**To be done**
Set down exactly the lines that run from the line with "of the beard" to the end of the data, and nothing else.

**Records supplied**
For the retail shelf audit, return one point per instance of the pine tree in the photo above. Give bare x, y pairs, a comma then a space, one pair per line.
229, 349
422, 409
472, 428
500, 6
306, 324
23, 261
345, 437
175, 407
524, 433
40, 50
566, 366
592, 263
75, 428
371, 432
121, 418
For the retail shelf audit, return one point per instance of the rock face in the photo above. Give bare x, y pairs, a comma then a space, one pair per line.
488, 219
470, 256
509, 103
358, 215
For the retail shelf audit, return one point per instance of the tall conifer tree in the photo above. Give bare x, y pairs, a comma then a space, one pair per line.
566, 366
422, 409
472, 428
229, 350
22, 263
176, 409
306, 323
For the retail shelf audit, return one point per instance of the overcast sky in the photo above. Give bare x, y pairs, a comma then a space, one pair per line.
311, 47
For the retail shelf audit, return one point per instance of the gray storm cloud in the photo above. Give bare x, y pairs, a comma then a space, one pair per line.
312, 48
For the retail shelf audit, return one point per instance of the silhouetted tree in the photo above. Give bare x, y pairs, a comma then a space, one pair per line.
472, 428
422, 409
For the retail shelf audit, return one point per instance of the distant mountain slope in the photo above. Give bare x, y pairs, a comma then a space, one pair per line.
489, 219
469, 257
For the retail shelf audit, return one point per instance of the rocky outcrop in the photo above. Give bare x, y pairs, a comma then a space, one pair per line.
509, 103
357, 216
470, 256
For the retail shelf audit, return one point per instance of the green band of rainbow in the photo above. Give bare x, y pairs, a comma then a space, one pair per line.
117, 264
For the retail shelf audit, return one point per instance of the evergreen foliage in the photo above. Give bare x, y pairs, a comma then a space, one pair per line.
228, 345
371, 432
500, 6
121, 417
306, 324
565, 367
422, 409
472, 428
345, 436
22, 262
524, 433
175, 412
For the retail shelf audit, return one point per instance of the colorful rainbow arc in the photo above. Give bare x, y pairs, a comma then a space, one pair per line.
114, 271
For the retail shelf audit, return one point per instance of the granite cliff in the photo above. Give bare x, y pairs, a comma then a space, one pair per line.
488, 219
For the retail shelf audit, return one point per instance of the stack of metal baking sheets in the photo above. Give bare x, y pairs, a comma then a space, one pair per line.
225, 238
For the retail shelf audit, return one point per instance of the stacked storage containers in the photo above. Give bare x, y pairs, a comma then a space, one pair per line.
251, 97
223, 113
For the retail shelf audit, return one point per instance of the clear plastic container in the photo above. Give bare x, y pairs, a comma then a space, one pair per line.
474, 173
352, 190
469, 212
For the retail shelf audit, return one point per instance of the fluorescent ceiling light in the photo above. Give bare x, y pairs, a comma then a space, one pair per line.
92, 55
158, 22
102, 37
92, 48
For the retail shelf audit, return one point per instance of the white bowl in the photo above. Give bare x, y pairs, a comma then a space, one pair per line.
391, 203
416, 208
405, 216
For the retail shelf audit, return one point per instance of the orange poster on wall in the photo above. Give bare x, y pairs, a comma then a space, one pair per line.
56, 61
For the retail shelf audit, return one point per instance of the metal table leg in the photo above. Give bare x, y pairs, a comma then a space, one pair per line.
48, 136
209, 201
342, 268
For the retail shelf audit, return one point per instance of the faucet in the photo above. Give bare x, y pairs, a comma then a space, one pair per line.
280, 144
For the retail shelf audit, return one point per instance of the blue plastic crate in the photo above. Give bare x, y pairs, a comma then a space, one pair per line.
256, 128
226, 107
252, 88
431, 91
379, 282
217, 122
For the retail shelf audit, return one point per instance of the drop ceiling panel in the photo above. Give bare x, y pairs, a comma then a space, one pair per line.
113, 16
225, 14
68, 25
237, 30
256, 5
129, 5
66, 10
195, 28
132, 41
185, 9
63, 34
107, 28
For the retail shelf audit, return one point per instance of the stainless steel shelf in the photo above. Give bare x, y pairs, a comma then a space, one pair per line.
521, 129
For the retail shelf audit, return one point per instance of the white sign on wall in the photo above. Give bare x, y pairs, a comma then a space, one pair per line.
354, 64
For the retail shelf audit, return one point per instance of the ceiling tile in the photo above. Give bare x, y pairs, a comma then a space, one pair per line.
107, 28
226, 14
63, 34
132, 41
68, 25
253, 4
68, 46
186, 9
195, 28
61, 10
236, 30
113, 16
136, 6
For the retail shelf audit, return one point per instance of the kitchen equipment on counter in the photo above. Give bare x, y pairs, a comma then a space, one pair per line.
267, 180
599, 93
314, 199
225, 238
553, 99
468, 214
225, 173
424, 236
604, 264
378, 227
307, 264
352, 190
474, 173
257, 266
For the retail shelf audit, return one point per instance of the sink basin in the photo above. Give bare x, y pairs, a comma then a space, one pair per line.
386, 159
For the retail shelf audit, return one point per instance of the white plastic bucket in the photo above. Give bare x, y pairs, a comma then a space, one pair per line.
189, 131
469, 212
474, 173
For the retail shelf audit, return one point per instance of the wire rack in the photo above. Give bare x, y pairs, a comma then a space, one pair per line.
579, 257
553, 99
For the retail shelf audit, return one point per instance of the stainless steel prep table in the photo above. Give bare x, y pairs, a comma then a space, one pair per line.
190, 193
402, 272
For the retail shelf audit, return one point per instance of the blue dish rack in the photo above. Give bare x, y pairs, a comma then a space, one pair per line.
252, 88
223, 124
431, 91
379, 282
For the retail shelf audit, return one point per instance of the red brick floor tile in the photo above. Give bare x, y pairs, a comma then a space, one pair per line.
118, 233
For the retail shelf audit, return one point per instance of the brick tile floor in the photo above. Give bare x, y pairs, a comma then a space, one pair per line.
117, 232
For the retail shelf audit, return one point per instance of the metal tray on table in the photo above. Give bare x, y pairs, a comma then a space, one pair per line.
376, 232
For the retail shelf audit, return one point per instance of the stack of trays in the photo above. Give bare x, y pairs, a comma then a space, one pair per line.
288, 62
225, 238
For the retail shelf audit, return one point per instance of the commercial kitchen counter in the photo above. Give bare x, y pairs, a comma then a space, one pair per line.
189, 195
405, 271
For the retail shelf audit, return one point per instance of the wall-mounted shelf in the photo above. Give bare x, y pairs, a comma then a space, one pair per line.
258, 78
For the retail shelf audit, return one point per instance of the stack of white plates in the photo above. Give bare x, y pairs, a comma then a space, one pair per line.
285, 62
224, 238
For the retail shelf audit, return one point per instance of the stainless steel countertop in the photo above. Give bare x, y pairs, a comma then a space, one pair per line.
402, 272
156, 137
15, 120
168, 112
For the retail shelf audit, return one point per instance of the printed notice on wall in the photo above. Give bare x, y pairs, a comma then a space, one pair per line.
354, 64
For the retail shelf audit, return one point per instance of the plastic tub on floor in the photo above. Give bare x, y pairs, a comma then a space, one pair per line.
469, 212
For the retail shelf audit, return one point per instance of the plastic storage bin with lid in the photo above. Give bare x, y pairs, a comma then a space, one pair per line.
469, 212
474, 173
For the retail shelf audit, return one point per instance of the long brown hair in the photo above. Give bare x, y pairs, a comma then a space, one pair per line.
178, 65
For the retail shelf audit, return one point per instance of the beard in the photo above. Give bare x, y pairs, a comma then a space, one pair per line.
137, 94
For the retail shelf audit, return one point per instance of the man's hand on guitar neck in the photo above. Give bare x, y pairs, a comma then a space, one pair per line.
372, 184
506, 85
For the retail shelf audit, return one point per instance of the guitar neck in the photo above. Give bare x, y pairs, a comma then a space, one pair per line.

**Output of the task**
For the retail shelf audit, return one point per instance of the beard in the photo above. Give bare x, y pairs, a comma then a space, one pair per line.
137, 94
For the retail shelf audit, return one point per instance of the man's hand on guitar neck in the photo above. Give bare x, y pairs, a comma then a space, one pair per line.
372, 184
506, 85
For the retail shelf audit, return one point per instance of the guitar neck in the photo above. Give bare x, y pairs, a comma then a space, one pair per line.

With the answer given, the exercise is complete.